Below are records; reproduce exactly the lines from the one containing "The component shall locate the car" through the end, both included, and only those.

BEGIN Exercise input

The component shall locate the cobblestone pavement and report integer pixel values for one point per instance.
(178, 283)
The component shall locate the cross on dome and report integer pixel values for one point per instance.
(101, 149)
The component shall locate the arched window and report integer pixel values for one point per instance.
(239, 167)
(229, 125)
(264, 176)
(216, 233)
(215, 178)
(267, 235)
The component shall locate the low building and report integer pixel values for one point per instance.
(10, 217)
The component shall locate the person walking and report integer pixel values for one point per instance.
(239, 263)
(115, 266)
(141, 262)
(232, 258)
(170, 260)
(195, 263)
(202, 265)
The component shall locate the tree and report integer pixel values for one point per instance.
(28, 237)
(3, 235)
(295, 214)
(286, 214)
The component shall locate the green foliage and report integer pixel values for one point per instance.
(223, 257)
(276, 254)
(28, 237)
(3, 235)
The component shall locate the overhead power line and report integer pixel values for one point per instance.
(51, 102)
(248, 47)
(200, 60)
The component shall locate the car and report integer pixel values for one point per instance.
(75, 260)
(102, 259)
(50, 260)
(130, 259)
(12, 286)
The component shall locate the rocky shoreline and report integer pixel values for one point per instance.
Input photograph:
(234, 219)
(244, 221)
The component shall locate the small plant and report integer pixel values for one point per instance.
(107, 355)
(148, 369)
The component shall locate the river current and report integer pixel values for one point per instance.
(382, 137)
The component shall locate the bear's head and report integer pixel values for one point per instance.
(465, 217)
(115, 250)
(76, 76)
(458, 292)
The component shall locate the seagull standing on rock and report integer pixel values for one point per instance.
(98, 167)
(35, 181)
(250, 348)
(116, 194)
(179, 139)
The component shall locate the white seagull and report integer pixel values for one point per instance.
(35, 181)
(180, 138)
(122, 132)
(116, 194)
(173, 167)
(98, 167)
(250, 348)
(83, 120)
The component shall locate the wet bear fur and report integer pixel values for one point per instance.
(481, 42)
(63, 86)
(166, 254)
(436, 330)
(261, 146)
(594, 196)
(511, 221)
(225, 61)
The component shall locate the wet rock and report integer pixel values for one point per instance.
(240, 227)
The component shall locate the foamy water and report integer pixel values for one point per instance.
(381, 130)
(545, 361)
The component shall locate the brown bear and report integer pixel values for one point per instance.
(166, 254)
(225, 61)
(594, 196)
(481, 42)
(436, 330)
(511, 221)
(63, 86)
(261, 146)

END Exercise input

* Solution:
The component shall locate the car and report integer pixel values for one point per instance.
(75, 260)
(102, 259)
(50, 260)
(130, 259)
(12, 286)
The component shall locate the rocky shoreline and report integer pixel values for one point per instance.
Input photograph:
(234, 219)
(244, 221)
The component shall locate the small plant and report integer pixel values for one point per instance.
(107, 355)
(148, 369)
The component shall locate the river current and report integer pixel values for one point per instance.
(382, 137)
The component shall locate the bear's head and report integer pixel values for one point per instance.
(465, 217)
(115, 250)
(76, 76)
(458, 292)
The component shall locate the seagull standing on rock and report integer pixel values for one point per instance.
(98, 167)
(35, 181)
(250, 348)
(116, 194)
(179, 139)
The component shall locate the white seagull and report integer pixel values for one point per instance.
(35, 181)
(180, 138)
(122, 132)
(116, 194)
(173, 167)
(98, 167)
(250, 348)
(83, 120)
The component shall locate the wet bear fur and report integer pixel values for one point per instance.
(481, 42)
(63, 86)
(166, 254)
(436, 330)
(261, 146)
(594, 196)
(511, 221)
(225, 61)
The component shall locate the wet rock and report integer pixel values for one point per instance.
(240, 227)
The component shall locate the foamy water and report integer pixel values for one point per instance.
(381, 130)
(545, 361)
The component shall locate the brown bear and report integer pixel values for one point per instance.
(166, 254)
(225, 61)
(594, 196)
(481, 42)
(436, 330)
(511, 221)
(63, 86)
(261, 146)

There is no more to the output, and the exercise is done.